WHAT THE TASK ASKS: Scan the entries below, and for each line that includes the word "query", make a copy.

╭─ DATA FOR PROCESSING

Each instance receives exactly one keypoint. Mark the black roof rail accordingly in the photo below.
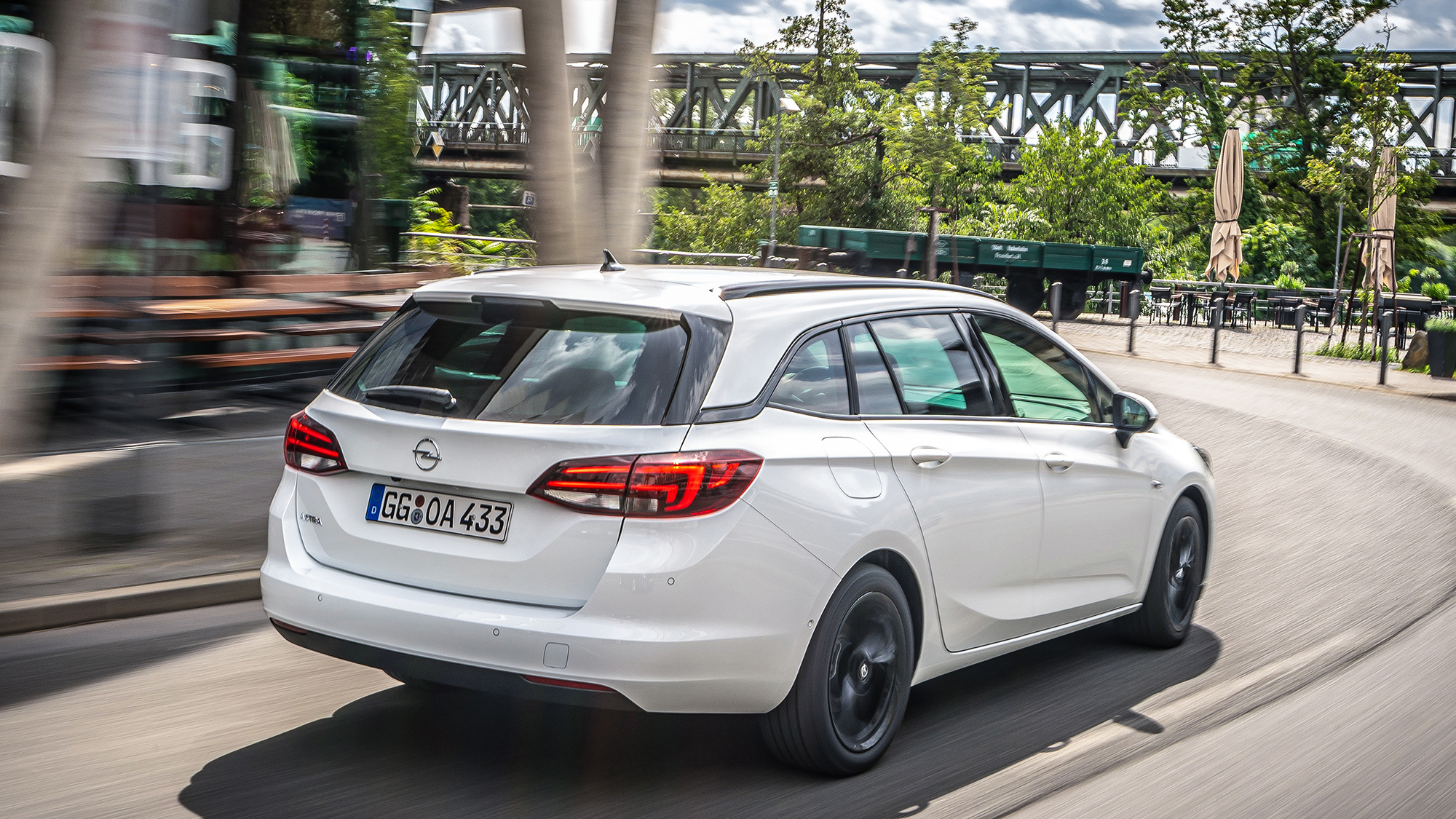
(807, 285)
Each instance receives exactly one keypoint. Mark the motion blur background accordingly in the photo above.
(202, 218)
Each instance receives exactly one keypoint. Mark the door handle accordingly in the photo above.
(930, 456)
(1059, 462)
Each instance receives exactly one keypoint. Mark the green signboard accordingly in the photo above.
(1008, 253)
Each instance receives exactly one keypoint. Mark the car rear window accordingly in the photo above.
(522, 362)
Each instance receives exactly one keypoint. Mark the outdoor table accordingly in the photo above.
(382, 304)
(232, 308)
(85, 309)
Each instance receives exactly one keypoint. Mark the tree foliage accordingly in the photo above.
(1084, 190)
(391, 87)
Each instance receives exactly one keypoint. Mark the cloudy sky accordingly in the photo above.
(1011, 25)
(898, 25)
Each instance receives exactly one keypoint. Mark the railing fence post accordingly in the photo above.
(1385, 343)
(1218, 325)
(1135, 302)
(1055, 302)
(1299, 336)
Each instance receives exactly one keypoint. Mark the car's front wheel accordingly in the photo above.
(1176, 583)
(852, 688)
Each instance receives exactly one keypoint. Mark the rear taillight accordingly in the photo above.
(673, 484)
(311, 446)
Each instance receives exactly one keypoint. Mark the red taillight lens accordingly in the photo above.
(673, 484)
(311, 446)
(592, 484)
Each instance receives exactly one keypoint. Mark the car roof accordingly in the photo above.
(692, 289)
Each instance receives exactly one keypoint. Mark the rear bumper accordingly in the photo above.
(458, 675)
(703, 615)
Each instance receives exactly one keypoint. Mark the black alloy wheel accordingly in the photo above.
(1176, 583)
(852, 688)
(863, 672)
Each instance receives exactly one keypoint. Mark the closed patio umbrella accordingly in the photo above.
(1380, 254)
(1227, 247)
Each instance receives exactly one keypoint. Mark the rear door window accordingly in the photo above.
(522, 363)
(933, 366)
(1045, 382)
(815, 381)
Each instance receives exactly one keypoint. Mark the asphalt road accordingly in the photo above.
(1305, 691)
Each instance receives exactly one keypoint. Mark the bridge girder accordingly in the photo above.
(477, 107)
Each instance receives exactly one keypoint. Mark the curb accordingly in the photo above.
(130, 601)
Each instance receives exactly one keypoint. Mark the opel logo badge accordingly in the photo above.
(427, 455)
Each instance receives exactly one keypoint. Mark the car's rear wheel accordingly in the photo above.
(1176, 583)
(851, 694)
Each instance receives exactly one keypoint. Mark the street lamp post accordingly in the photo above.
(786, 104)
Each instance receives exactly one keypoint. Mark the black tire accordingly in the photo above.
(864, 649)
(1026, 292)
(1176, 583)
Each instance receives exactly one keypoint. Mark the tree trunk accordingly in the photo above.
(456, 199)
(551, 151)
(40, 216)
(624, 133)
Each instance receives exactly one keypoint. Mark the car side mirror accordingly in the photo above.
(1132, 414)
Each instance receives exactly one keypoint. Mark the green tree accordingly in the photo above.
(1084, 190)
(1272, 245)
(931, 122)
(1186, 87)
(720, 219)
(836, 142)
(391, 85)
(1375, 120)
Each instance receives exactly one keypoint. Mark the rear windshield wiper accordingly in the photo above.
(407, 394)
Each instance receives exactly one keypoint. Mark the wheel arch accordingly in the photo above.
(1195, 493)
(901, 569)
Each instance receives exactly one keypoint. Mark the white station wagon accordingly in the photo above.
(726, 490)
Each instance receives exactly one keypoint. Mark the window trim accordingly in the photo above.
(707, 340)
(1036, 327)
(752, 408)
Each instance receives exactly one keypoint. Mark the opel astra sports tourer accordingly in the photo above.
(739, 490)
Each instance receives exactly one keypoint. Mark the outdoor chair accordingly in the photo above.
(1241, 311)
(1283, 309)
(1161, 304)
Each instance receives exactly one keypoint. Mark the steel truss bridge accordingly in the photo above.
(475, 110)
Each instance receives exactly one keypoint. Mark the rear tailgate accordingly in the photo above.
(550, 555)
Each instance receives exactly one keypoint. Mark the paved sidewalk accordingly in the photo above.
(1265, 352)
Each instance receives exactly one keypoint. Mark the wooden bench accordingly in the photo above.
(71, 363)
(164, 336)
(85, 309)
(263, 357)
(330, 328)
(339, 282)
(138, 286)
(237, 308)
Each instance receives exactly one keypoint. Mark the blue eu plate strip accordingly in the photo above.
(375, 499)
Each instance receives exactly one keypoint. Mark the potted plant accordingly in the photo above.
(1288, 285)
(1441, 339)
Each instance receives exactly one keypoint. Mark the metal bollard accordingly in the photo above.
(1218, 325)
(1299, 336)
(1055, 302)
(1135, 302)
(1385, 343)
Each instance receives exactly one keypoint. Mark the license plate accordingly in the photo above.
(440, 512)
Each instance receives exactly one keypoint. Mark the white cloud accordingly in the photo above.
(1010, 25)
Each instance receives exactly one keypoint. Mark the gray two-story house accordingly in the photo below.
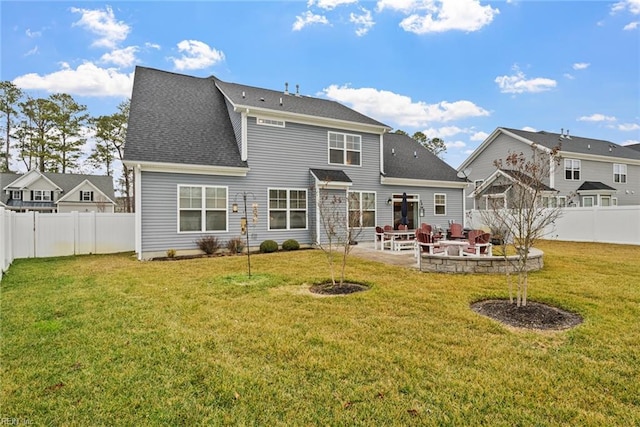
(200, 147)
(591, 172)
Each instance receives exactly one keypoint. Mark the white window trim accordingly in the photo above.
(621, 167)
(573, 169)
(203, 209)
(375, 205)
(288, 209)
(344, 149)
(592, 201)
(45, 196)
(264, 121)
(435, 205)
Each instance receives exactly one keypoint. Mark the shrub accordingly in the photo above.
(290, 245)
(268, 246)
(235, 245)
(209, 244)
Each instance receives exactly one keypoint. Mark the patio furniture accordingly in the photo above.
(425, 244)
(455, 231)
(479, 244)
(382, 239)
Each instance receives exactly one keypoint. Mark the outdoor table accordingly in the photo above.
(397, 239)
(457, 244)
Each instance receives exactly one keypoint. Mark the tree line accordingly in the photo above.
(48, 134)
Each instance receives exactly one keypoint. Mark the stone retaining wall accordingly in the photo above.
(478, 264)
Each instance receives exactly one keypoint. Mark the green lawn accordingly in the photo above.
(108, 340)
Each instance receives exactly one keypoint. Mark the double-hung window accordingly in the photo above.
(287, 209)
(572, 169)
(41, 196)
(362, 209)
(619, 173)
(440, 204)
(345, 149)
(202, 208)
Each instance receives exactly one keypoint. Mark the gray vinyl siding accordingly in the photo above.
(236, 124)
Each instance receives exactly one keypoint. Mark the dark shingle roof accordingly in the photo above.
(304, 105)
(400, 161)
(594, 186)
(577, 144)
(527, 180)
(66, 182)
(330, 175)
(181, 119)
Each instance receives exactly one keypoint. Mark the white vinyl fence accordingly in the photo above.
(613, 224)
(37, 235)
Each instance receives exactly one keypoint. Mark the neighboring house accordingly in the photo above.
(592, 172)
(198, 146)
(53, 192)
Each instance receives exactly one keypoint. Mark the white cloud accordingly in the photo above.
(633, 6)
(364, 22)
(455, 144)
(33, 34)
(518, 83)
(625, 127)
(32, 51)
(329, 4)
(479, 136)
(596, 118)
(103, 23)
(447, 15)
(86, 80)
(308, 18)
(400, 109)
(121, 57)
(196, 55)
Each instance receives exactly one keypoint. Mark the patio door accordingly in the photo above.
(413, 203)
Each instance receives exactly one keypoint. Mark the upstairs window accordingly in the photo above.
(619, 173)
(41, 196)
(572, 169)
(440, 204)
(344, 149)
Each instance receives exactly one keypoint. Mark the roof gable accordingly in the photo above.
(179, 119)
(404, 157)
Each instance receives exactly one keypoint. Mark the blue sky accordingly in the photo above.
(454, 69)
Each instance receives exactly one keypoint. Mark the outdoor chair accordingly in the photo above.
(455, 231)
(381, 238)
(479, 243)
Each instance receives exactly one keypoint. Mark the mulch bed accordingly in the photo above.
(339, 289)
(534, 315)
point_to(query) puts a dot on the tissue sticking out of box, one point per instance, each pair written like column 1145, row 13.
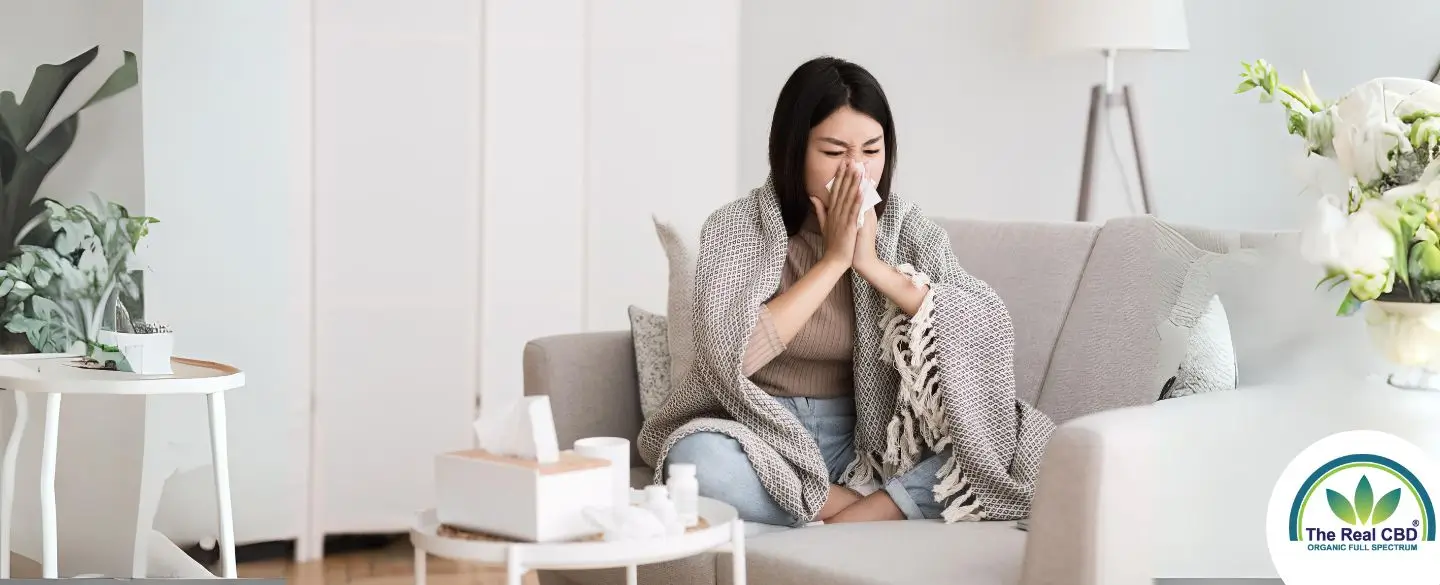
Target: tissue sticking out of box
column 520, row 427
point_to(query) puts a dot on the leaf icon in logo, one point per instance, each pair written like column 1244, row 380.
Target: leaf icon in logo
column 1341, row 506
column 1364, row 500
column 1386, row 506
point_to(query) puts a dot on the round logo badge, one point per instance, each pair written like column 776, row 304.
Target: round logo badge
column 1355, row 507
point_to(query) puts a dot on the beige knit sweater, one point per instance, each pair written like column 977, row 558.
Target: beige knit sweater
column 820, row 360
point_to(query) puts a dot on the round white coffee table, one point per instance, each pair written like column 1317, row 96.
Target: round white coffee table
column 725, row 530
column 59, row 375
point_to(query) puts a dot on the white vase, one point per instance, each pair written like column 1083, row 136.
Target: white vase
column 1407, row 336
column 147, row 353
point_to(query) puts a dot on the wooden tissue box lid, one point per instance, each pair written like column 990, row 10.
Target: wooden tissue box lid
column 568, row 461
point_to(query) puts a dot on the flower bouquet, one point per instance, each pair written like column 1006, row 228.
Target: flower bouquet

╰─

SOLUTION BELOW:
point_to(query) puts a dot on the tissue sticking out of box, one point per instance, each pair written like column 1145, row 13.
point_to(query) puts a dot on the leaf icon in logo, one point per instance, each pair written like column 1244, row 380.
point_to(query) puts a dot on the round logo badge, one point per instance, each pair written like column 776, row 304.
point_to(query) puts a dot on the beige knit sweater, one point per instance, each pair written like column 977, row 558.
point_to(query) puts a dot on the round white coffee table, one point per instance, each pair written like column 1317, row 96.
point_to(query) puts a dot on the white vase, one point per instance, each pair written like column 1083, row 136.
point_to(query) puts a dot on the wooden tissue box lid, one point per instance, each pair written like column 990, row 10.
point_to(query) puts a dot on the flower bouquet, one point per instance, each pair written like column 1006, row 228.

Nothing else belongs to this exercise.